▶ SELBST AUSPROBIEREN
Geben Sie den folgenden Textauszug über die Flora-Apotheke in Bitterfeld vollständig und wortgetreu wieder.

Bitterfeld Bitterfeld: Geheimnisvoller Duft in der Luft

BITTERFELD/MZ. - Der Geruch war es, der ihn faszinierte. Ihn als Kind immer wieder an jenen Ort zog, an dem schon seine Mutter arbeitete: in die Apotheke. Wie es roch? "Nach Apotheke eben", meint Stefan Strauss. Und Strauss tat es seiner Mutter gleich. Er wurde Apotheker. Heute riecht es anders, vergleicht der 38-Jährige. Früher lag ein geheimnisvoller Duft in der Luft. Damals, zu DDR-Zeiten, wurden mehr Rezepturen angefertigt. Heute verschwindet die Nostalgie aus den Apotheken. Die Anfertigung von Salben, die Zusammensetzung von Tees - all das bestimmt nicht mehr in dem Maße den Alltag - auch nicht mehr in der Flora-Apotheke in Bitterfeld.

[Auszüge aus einem Datensatz]
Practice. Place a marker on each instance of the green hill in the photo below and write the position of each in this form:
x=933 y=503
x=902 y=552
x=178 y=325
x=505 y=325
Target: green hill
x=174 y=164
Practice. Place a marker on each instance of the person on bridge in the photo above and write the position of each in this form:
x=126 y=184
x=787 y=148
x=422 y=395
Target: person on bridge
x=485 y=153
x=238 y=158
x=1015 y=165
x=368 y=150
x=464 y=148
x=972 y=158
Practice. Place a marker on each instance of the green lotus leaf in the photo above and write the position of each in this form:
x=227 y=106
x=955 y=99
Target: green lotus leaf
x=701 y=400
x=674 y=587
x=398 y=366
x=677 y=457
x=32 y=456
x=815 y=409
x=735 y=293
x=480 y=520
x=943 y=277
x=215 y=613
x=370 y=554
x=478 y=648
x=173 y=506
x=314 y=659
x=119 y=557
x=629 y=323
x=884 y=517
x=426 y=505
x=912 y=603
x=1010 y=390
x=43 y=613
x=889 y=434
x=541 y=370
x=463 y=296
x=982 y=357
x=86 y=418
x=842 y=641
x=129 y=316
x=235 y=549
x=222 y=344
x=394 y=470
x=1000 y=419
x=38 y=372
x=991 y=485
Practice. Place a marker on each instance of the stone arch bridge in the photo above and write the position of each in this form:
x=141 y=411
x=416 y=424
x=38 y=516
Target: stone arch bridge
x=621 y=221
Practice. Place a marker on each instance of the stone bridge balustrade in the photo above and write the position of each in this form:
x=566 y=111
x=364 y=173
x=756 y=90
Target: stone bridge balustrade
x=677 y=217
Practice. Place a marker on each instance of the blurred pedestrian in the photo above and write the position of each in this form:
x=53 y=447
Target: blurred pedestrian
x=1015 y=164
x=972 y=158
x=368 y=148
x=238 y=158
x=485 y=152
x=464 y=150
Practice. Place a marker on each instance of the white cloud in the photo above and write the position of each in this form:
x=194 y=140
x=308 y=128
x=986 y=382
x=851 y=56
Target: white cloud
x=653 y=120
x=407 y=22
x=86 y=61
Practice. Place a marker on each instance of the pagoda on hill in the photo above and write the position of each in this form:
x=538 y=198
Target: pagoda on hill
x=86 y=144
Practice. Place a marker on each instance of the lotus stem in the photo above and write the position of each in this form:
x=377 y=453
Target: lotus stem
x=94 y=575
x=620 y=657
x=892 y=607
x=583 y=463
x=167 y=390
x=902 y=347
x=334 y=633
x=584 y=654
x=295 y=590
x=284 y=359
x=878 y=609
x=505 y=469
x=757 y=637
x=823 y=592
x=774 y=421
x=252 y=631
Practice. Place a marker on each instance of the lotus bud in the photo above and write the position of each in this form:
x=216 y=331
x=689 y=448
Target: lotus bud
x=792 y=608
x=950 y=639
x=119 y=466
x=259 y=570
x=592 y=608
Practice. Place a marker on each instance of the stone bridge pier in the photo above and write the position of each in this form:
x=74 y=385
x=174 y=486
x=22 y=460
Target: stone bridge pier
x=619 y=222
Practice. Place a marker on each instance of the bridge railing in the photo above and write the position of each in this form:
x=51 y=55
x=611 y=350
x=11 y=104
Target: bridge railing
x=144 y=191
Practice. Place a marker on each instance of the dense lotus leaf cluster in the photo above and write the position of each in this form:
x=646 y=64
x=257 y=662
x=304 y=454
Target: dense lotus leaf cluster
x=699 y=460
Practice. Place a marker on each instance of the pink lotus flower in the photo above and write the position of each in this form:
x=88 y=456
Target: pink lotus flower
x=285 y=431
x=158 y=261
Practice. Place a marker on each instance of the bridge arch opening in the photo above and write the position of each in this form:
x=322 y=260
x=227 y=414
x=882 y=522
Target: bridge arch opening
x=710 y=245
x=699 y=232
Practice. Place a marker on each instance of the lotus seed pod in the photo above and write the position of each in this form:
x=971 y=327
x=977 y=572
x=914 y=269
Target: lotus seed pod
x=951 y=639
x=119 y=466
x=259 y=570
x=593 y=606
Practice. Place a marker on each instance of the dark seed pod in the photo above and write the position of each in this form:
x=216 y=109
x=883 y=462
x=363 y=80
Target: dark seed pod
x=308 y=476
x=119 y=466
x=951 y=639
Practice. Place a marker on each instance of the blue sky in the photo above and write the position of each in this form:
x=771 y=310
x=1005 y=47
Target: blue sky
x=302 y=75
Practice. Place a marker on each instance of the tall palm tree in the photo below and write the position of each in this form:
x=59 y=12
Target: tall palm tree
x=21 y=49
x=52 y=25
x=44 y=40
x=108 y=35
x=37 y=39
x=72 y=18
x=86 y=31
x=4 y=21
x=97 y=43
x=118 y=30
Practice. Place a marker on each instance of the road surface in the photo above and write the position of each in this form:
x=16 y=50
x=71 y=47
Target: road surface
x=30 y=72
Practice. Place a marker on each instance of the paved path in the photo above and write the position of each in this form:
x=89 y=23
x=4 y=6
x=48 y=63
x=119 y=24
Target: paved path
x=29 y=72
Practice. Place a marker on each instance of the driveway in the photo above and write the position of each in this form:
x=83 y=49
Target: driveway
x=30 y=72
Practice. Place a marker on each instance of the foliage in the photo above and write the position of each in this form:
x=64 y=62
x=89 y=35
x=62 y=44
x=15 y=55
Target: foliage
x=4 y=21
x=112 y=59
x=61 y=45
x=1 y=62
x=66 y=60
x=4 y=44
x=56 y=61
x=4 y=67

▶ PLATZ FÜR ANTWORTEN
Bitterfeld Bitterfeld: Geheimnisvoller Duft in der Luft

BITTERFELD/MZ. - Der Geruch war es, der ihn faszinierte. Ihn als Kind immer wieder an jenen Ort zog, an dem schon seine Mutter arbeitete: in die Apotheke. Wie es roch? "Nach Apotheke eben", meint Stefan Strauss. Und Strauss tat es seiner Mutter gleich. Er wurde Apotheker. Heute riecht es anders, vergleicht der 38-Jährige. Früher lag ein geheimnisvoller Duft in der Luft. Damals, zu DDR-Zeiten, wurden mehr Rezepturen angefertigt. Heute verschwindet die Nostalgie aus den Apotheken. Die Anfertigung von Salben, die Zusammensetzung von Tees - all das bestimmt nicht mehr in dem Maße den Alltag - auch nicht mehr in der Flora-Apotheke in Bitterfeld.